*EXERCISE SET*
a. In the passage about Chingy's debut album Jackpot, which producer made the track "Bagg Up"?
b. Continue the article about Chingy's album Jackpot, starting right after its final sentence.

* start PROVIDED PASSAGE *

Jackpot is the debut studio album by American rapper Chingy. Sales of the album achieved Double Platinum in the US. It was released on July 15, 2003, by Capitol Records, The Trak Starz's Trak Starz imprint, and Ludacris's Disturbing Tha Peace. Anchored by the smash single "Right Thurr", this album also had two other hits, "Holidae In" featuring Ludacris and Snoop Dogg, and "One Call Away" featuring J-Weav. The album was produced by the Trak Starz except for "Bagg Up", which was produced by Da Quiksta. The enhanced version of the album features the uncut video of "Right Thurr".

Critical reception

Jackpot received generally mixed reviews from music critics who drew comparisons to fellow St. Louis rapper Nelly. Roni Sarig of Rolling Stone praised the record for its mixture of different U.S. regions from hip-hop, concluding with, "Taken all together, Jackpot is short on depth, but it's a ride with some hitworthy moments and plenty of bounce." Steve 'Flash' Juon of RapReviews was mixed about the album, being ambivalent towards the Trak Starz's production and Chingy's skills as a rapper, saying "As a summer album, Chingy's "Jackpot" is a take it or leave it affair. It's relatively inoffensive, and certainly has some songs you'd want to play at a party, club or while driving around." Dorian Lynskey of The Guardian also saw the album's tropes and Chingy's use of Nelly's style.

Jason Birchmeier of AllMusic was also mixed towards the record, finding the hooks on the tracks not being on par with the beats and Chingy himself lacking substance in his rhymes. Joe Caramanica of Entertainment Weekly felt that Chingy paled in comparison to Nelly, despite having the same vocal tic as him, saying he has "only one gimmick, and while it charms on "Sample Dat Ass" and "One Call Away," most of Jackpot is as ephemeral as the winds blowing through the Arch." Robert Christgau cited "Chingy Jackpot" as a "choice cut", indicating a good song on "an album that isn't worth your time or money." Dom Passantino of Stylus Magazine gave a negative review, criticizing the production for having weak beats and found every other track "a failed second single." He also called out other critics' reviews for their so-called criticism of the album.

* end PROVIDED PASSAGE *
* start DATASET CONTENT *

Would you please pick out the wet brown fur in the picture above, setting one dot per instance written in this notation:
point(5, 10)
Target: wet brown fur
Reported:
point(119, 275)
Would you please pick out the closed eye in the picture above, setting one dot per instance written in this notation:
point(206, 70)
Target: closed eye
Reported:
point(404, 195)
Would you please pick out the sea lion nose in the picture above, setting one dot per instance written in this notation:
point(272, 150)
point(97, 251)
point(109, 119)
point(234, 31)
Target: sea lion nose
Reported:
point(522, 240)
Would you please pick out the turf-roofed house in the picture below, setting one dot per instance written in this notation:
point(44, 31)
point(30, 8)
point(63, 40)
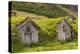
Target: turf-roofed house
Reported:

* end DATASET CONTENT *

*RESPONSES FOR EACH TASK*
a. Da Quiksta

b.
Billboard magazine ranked Jackpot at number 151 on the magazine's Top 200 Albums of the Decade.

Commercial performance
Jackpot debuted at number two on the US Billboard 200 chart, selling 157,000 copies in its first week. In its second week, the album dropped to number six on the chart. In its third week, the album rose to number five on the chart, selling 77,000 copies. In its fourth week, the album remained at number five on the chart, selling 68,000 copies that week. On February 24, 2004, the album was certified double platinum by the Recording Industry Association of America (RIAA) for sales of over two million copies in the United States. As of August 2004, it had sold 2.8 million copies in the US.

Track listing 

Sample credits
 Bagg Up contains a sample of Curtis Mayfield's Ain't Got Time (1974)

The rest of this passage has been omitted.